- **Reading text**
NYC Doctor Cured, But is the CDC Ready to Handle an Ebola Crisis?

The doctor in New York City with Ebola has been cured, but the question of whether the CDC is prepared to handle the virus and stop it at our border remains.

The agency allowed Thomas Eric Duncan to enter the country and spread his infection to two health care workers. Dr. Craig Spencer—a physician who was treating Ebola patients in Guinea, developed symptoms of the disease after returning and potentially exposing hundreds of New Yorkers to Ebola as he traveled throughout Manhattan and Brooklyn.

The CDC played catch up. Several governors, including Chris Christie (R-NJ) and Andrew Cuomo (D-NY), instituted state quarantine policies for health care workers dealing with Ebola patients that the Obama Administration and the CDC pushed back on. The CDC then issued a new policy for voluntary isolation of travelers exposed to Ebola. But when more health care workers return and choose not to quarantine themselves, what will happen? Is the CDC ready to handle a public health crisis?

- **Task list**
a: Answer these questions about the Ebola article:
(i) Which two governors does the article name as instituting state quarantine policies?
(ii) In what country was Dr. Craig Spencer treating Ebola patients?
(iii) How many health care workers did Thomas Eric Duncan spread his infection to?
b: Reproduce the Ebola article's text between "The doctor in" and "our border remains.", inclusive.

- **Data for review**
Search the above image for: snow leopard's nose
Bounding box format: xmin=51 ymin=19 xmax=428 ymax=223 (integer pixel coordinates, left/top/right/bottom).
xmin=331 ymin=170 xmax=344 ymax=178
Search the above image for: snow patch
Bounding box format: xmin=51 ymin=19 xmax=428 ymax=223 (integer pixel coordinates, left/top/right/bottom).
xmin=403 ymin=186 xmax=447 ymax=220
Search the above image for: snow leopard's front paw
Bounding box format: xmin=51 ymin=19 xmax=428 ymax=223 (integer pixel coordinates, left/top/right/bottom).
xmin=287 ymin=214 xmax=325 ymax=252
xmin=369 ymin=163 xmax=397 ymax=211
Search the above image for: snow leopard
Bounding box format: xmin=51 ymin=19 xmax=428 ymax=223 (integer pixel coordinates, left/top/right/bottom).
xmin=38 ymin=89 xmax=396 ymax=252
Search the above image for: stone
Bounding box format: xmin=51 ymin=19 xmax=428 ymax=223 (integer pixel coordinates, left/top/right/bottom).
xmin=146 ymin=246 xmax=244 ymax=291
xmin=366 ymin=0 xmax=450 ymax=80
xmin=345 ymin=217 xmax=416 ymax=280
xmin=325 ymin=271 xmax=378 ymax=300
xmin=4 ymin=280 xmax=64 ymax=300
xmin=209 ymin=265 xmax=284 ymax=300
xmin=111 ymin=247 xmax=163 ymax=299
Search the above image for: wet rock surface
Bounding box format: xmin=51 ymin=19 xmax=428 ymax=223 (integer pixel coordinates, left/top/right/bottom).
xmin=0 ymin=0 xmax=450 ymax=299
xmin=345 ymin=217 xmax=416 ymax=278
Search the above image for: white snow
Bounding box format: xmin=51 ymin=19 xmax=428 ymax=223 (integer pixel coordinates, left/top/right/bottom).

- **Responses to the tasks**
a:
(i) Chris Christie and Andrew Cuomo
(ii) Guinea
(iii) Two

b:
The doctor in New York City with Ebola has been cured, but the question of whether the CDC is prepared to handle the virus and stop it at our border remains.